**TAREFA ESCRITA A:**
Com base na crítica sobre o filme de Beto Brant, responda:
(i) Em que data a crítica foi publicada?
(ii) Quem interpreta a personagem Lavínia?
(iii) A quem pertence o circo pagão que se opõe ao do pastor?
**TAREFA ESCRITA B:** Apresente a continuação da crítica sobre o filme de Beto Brant, começando logo após a última frase dela.

**TEXTO DE LEITURA:**
══════════
3 de maio de 2012

‘A salvação segundo Beto Brant’


A salvação segundo Beto Brant

Melodrama de índole religiosa.

C&N
Será “Eu Receberia as Piores Notícias de seus Lindos Lábios um filme religioso? Será um melodrama mexicano transplantado para a Amazônia do século 21? Seria ambas as coisas, mas filtradas pela secura da pena de Marçal Aquino e das lentes de Beto Brant e Renato Ciasca?
A partir daqui, este texto contém spoilers. Se você ainda não viu o filme, deixe para ler depois.
Lavínia, a personagem defendida com unhas e pélvis por Camila Pitanga, é uma pecadora com mais capacidade de regeneração que cauda de lagartixa. Dona de um passado traumático, ela é salva duas vezes durante o filme: primeiro, da sarjeta pela palavra do pastor sedutor e engajado; depois, da loucura pelo olhar apaixonado do fotógrafo individualista. O tema da redenção se estende de Lavínia (o corpo) aos eventos da comunidade onde se passa o filme (o espírito): o circo pagão de Xico Chagas se opõe ao circo místico-político do pastor Ernani.
══════════
**LISTAGEM:**
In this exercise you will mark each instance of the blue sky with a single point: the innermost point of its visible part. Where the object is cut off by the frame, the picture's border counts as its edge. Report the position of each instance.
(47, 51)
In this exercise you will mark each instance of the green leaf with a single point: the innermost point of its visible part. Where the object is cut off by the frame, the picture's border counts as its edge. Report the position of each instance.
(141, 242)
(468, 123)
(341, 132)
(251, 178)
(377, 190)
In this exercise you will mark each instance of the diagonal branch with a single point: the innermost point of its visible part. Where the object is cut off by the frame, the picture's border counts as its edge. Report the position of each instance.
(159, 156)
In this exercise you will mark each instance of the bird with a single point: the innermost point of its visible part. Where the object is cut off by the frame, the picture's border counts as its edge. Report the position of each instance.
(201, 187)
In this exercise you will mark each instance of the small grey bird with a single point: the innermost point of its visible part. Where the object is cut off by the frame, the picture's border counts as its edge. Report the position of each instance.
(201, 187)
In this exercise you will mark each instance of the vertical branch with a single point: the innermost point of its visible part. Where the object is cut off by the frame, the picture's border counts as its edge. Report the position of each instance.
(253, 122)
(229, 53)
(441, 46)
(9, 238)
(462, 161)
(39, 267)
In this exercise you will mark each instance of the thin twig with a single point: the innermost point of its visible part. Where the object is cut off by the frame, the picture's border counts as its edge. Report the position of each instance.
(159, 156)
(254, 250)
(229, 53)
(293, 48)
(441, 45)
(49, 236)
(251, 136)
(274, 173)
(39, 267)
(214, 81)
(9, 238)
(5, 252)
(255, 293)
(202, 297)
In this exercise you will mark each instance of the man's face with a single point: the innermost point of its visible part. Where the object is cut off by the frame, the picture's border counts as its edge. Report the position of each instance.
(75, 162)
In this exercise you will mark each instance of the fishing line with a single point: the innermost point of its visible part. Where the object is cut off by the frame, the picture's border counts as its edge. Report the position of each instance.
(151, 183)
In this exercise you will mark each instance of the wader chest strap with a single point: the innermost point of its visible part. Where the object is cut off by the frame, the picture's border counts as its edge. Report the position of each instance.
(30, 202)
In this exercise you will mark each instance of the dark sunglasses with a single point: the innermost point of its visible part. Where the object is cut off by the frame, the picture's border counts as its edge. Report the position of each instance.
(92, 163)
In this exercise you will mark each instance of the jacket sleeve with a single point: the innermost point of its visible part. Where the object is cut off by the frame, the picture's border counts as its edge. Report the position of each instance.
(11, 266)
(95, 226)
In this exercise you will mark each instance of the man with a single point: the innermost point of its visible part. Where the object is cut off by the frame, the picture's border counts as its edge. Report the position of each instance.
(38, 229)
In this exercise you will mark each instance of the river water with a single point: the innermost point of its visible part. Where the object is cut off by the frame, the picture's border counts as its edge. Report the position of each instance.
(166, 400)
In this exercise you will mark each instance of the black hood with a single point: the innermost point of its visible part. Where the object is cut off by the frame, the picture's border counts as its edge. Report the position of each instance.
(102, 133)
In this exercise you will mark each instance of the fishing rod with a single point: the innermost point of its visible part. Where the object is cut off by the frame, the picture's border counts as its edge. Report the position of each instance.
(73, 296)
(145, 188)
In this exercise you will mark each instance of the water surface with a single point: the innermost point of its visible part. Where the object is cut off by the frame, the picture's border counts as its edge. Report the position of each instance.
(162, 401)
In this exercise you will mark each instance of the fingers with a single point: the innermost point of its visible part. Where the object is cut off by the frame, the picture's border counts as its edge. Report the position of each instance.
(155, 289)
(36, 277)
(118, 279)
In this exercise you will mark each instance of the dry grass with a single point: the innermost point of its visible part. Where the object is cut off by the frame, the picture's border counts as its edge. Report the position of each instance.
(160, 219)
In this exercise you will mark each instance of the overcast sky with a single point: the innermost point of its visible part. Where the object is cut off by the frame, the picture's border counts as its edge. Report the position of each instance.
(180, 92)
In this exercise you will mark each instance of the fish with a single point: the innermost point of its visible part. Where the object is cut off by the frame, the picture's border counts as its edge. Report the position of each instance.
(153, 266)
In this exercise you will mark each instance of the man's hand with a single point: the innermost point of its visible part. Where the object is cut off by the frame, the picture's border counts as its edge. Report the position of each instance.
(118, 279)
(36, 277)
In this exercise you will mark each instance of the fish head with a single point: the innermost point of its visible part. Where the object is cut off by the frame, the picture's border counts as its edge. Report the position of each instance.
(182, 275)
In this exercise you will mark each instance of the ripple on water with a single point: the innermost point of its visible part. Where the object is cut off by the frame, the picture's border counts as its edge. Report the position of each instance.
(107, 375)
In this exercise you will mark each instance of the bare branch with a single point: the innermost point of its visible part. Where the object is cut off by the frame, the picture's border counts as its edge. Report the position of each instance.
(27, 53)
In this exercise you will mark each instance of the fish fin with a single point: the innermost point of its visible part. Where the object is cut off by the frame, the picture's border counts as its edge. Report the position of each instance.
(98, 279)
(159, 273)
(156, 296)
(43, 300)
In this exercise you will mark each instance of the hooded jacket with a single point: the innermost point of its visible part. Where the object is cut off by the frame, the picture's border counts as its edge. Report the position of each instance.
══════════
**RESPOSTA A:**
(i) 3 de maio de 2012.
(ii) Camila Pitanga.
(iii) A Xico Chagas.

**RESPOSTA B:**
Outros signos pararreligiosos, ou que relacionam o religioso com o profano, se espalham pelo filme. Cauby, o fotógrafo, cultua imagens de Lavínia expostas nas paredes de sua casa. A grande cena de exorcismo se assemelha, em seu paroxismo, às muitas de sexo, praticado sempre com muita sofreguidão e umidade corporal. A própria história é contada com uma estrutura de cruz: Lavínia é o eixo vertical, que atravessa toda a história, enquanto Ernani e Cauby cruzam sua vida com uma breve interseção, justamente (e literalmente) sobre ela. Se Lavínia é uma espécie de Madalena, a prostituta bíblica, quem é atingido pela primeira pedra é Cauby.
Talvez a gente possa encontrar ecos de religião em outros filmes de Beto Brant, um diretor comumente associado a um mundo de violência e corporalidade. Por exemplo, a expiação da culpa é central em “Ação Entre Amigos” (1998) e “O Invasor” (2002). A salvação pelo anjo amoroso é uma possível chave de leitura para “Cão sem Dono (2007). E tem ainda o tratamento cômico do personagem no seu primeiro curta, codirigido por Ralph Strelow.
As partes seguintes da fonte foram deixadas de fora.